> **Excerpt provided**
As you know, I love a love story. I believe that every person does, too.
I am often asked what is my favorite book or love story.
The answer is easy- our love story.
Tony and I met in college. It wasn’t love at first sight. As a matter of fact, we crossed paths for months before we were even aware of each other.
The first time Tony saw me, we were in the cafeteria and his best bud- the guy I was dating- pointed me out. Tony was interested in my roommate. She was more his type, short and fleshy with dark coloring. I was 5’4″ and weighed in at 105 lbs, no curves just long an lean. Dark blonde hair with green eyes. Not what he normally dated.
Before Tony I could count the guys I dated that were shorter than six foot on one finger. His best bud was 6’4″. The first time I really noticed Tony was while on a date with the best bud. A group of us had gone to the West End in downtown Dallas. I wound up walking behind him and thought, “Wow, he has a nice backside.” And he did. As a college athlete planning to return to Turkey and play pro soccer, he worked out about 8 hours a day.
We became more aware of each other. One night the team had come back from an away soccer game and we were all hanging out in the co-ed. A remark was made that someone had taken Tony’s shirt from the locker room. I asked him where it would have gone and he said he had no idea. I have no idea what possessed me, but I hooked my finger in the neck of his jacket and pulled it out. Looking down at his bare chest took my breath away. He had the biggest set of pecs I had ever laid my eyes on. I am certain I blushed. I began to look at Tony in a different way.

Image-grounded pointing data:
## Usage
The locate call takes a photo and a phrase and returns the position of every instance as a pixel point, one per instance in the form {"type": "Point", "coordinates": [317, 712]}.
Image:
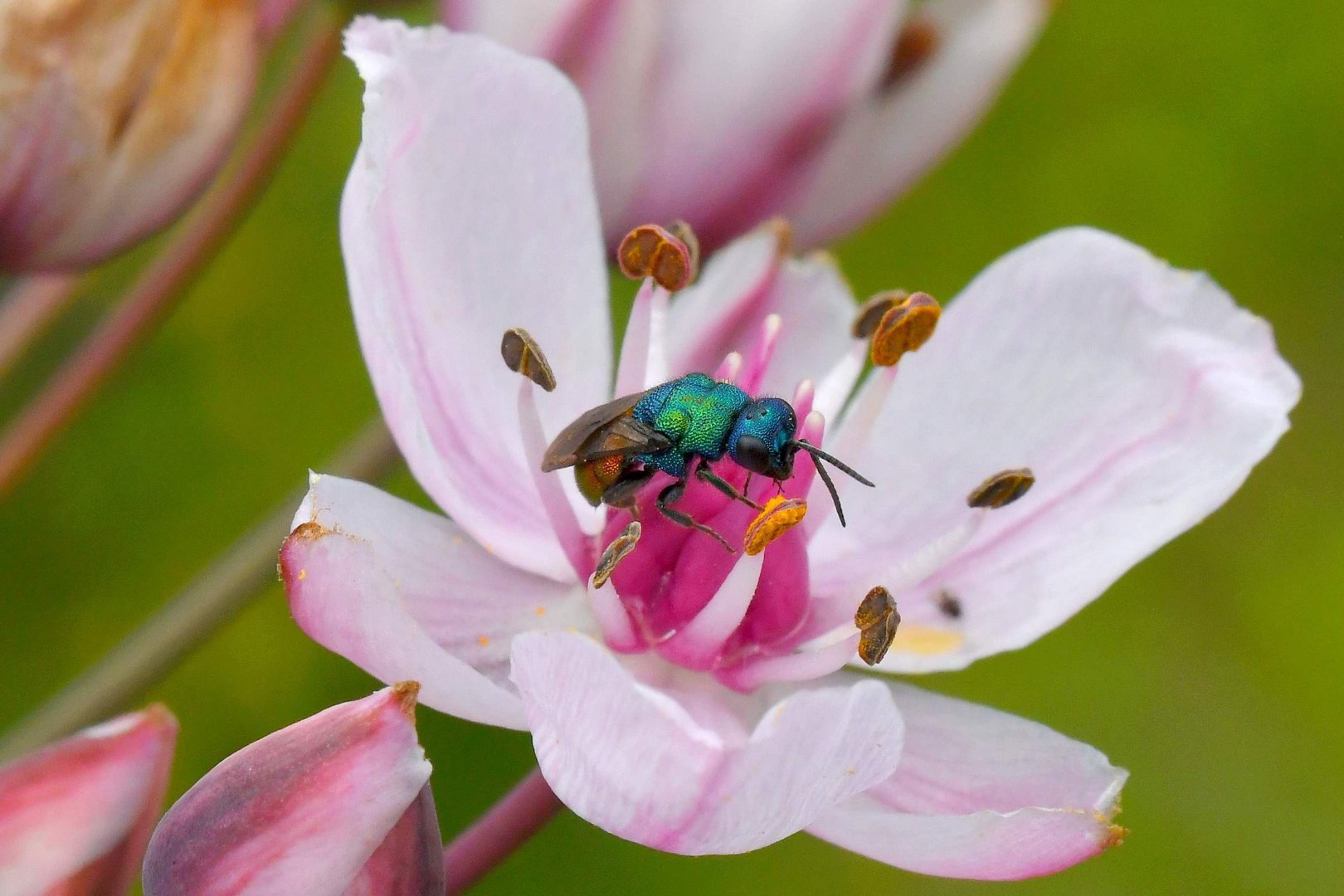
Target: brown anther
{"type": "Point", "coordinates": [524, 356]}
{"type": "Point", "coordinates": [916, 43]}
{"type": "Point", "coordinates": [407, 692]}
{"type": "Point", "coordinates": [682, 230]}
{"type": "Point", "coordinates": [905, 328]}
{"type": "Point", "coordinates": [873, 310]}
{"type": "Point", "coordinates": [947, 603]}
{"type": "Point", "coordinates": [778, 516]}
{"type": "Point", "coordinates": [877, 620]}
{"type": "Point", "coordinates": [654, 251]}
{"type": "Point", "coordinates": [1001, 489]}
{"type": "Point", "coordinates": [616, 553]}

> **Required work**
In the love story above, where had the group gone on the date when the writer first really noticed Tony?

> **Written solution**
The West End in downtown Dallas.